**** 행 목록

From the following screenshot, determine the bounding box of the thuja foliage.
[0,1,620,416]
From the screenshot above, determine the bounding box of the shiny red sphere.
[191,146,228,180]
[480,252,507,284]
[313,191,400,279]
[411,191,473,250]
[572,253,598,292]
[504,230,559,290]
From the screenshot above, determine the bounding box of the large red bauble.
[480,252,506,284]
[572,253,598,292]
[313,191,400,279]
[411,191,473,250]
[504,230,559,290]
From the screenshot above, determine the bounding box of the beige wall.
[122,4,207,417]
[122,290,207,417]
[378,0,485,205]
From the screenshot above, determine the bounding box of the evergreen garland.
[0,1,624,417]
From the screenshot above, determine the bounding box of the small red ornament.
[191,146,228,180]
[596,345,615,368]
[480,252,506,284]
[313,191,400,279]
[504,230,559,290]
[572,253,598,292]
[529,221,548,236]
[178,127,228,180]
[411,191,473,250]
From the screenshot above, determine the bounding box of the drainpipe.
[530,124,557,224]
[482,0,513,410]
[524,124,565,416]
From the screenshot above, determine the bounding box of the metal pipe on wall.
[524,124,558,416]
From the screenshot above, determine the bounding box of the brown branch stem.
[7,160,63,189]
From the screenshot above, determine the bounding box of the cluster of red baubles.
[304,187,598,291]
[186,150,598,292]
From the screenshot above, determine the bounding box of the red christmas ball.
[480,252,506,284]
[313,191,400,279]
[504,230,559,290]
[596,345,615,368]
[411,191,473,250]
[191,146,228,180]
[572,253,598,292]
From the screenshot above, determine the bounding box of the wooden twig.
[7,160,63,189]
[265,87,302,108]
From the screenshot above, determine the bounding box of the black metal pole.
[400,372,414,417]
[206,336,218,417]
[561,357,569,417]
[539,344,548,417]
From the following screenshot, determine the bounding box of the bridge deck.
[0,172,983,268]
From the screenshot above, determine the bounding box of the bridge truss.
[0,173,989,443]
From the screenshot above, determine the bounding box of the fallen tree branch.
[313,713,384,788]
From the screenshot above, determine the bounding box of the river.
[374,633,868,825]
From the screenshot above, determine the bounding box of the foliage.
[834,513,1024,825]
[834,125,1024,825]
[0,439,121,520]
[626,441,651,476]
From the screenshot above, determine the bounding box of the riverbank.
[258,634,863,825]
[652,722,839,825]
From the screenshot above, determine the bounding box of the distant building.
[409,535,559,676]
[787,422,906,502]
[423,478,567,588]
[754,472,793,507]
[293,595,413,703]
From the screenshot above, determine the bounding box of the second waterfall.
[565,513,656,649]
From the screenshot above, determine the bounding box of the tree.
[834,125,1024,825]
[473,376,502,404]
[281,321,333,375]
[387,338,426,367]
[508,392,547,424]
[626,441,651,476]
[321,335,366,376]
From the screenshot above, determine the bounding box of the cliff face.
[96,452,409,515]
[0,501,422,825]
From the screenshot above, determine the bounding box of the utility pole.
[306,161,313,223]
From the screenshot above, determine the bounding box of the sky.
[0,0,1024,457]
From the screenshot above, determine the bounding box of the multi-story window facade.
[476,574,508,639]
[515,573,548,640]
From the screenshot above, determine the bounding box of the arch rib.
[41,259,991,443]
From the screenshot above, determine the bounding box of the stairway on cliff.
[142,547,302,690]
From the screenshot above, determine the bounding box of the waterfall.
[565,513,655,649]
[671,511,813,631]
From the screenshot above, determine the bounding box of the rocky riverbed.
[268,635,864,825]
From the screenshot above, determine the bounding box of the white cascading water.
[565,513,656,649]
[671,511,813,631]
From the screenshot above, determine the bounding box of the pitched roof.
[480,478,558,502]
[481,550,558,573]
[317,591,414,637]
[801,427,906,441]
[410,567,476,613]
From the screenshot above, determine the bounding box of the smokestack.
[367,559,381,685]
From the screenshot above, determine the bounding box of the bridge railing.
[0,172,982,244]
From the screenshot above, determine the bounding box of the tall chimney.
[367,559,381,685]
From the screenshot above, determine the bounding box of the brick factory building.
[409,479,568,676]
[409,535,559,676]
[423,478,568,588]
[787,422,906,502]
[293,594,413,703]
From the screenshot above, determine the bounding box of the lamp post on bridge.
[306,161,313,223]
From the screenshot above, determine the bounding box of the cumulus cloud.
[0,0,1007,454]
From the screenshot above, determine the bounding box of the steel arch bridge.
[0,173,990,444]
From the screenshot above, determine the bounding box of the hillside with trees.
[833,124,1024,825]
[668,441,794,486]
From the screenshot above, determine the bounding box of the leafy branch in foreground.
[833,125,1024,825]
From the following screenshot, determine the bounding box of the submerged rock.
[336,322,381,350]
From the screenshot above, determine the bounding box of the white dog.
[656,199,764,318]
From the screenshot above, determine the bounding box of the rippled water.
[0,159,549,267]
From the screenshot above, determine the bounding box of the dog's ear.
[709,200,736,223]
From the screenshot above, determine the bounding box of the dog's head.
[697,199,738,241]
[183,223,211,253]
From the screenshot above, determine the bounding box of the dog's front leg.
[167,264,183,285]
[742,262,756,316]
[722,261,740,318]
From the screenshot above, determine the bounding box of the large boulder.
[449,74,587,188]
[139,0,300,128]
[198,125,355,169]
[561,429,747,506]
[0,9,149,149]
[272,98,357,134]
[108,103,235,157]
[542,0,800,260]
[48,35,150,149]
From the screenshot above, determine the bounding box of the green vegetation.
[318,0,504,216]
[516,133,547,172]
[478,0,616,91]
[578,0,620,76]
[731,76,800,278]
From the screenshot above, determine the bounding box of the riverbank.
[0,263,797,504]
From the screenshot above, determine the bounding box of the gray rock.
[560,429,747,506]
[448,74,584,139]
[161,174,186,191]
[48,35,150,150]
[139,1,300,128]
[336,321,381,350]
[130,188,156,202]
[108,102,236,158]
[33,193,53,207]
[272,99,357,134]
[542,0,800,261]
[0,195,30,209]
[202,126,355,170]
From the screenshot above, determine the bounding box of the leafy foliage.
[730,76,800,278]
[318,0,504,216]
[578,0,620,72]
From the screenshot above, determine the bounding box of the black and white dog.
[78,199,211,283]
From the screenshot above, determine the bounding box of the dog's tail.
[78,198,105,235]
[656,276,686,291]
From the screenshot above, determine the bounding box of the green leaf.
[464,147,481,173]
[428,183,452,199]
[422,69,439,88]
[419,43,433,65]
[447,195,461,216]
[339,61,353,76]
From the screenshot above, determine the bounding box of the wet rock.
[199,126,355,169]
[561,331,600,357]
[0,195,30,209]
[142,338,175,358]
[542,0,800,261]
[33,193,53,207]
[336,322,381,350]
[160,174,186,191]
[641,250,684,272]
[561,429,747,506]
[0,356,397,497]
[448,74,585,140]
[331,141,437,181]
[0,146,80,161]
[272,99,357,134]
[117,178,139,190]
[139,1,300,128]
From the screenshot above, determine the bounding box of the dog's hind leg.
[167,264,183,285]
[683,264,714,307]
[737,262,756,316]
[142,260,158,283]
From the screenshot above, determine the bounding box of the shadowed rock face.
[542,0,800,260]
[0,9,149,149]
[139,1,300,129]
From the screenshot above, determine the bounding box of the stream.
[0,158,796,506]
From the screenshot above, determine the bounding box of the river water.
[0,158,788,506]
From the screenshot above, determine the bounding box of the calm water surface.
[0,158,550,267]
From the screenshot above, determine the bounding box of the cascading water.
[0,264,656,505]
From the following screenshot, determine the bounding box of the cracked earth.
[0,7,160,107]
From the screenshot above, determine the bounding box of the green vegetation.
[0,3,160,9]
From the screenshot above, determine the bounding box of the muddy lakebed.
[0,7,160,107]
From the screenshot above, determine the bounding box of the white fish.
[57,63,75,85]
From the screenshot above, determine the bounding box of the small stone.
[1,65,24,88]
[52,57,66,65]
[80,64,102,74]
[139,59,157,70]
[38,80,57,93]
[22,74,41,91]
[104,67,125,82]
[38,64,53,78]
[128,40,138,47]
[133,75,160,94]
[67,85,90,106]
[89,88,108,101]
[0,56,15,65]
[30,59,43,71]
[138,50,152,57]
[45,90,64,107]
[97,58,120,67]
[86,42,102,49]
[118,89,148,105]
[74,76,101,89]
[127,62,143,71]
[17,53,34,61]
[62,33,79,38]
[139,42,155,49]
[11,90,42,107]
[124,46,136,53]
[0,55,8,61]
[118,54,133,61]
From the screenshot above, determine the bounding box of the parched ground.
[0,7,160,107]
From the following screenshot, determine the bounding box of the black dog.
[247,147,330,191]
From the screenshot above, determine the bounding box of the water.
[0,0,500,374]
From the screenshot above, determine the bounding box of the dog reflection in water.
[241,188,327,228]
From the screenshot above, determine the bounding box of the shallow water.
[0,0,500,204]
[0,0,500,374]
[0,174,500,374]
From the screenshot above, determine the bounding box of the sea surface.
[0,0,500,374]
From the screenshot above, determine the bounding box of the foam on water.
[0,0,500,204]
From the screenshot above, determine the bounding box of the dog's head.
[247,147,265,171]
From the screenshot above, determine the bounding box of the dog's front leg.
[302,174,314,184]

********

- **목표**
위의 줄 가운데 "the wooden twig." 문구가 들어 있는 줄부터 "[0,173,989,443]" 문구가 들어 있는 줄까지, 두 줄을 포함하여 한 글자도 바꾸지 않고 옮겨 적어 주시겠어요?

- **정답**
From the screenshot above, determine the bounding box of the wooden twig.
[7,160,63,189]
[265,87,302,108]
From the screenshot above, determine the bounding box of the black metal pole.
[400,372,414,417]
[206,336,218,417]
[561,357,569,417]
[539,344,548,417]
From the following screenshot, determine the bounding box of the bridge deck.
[0,172,983,268]
From the screenshot above, determine the bounding box of the bridge truss.
[0,173,989,443]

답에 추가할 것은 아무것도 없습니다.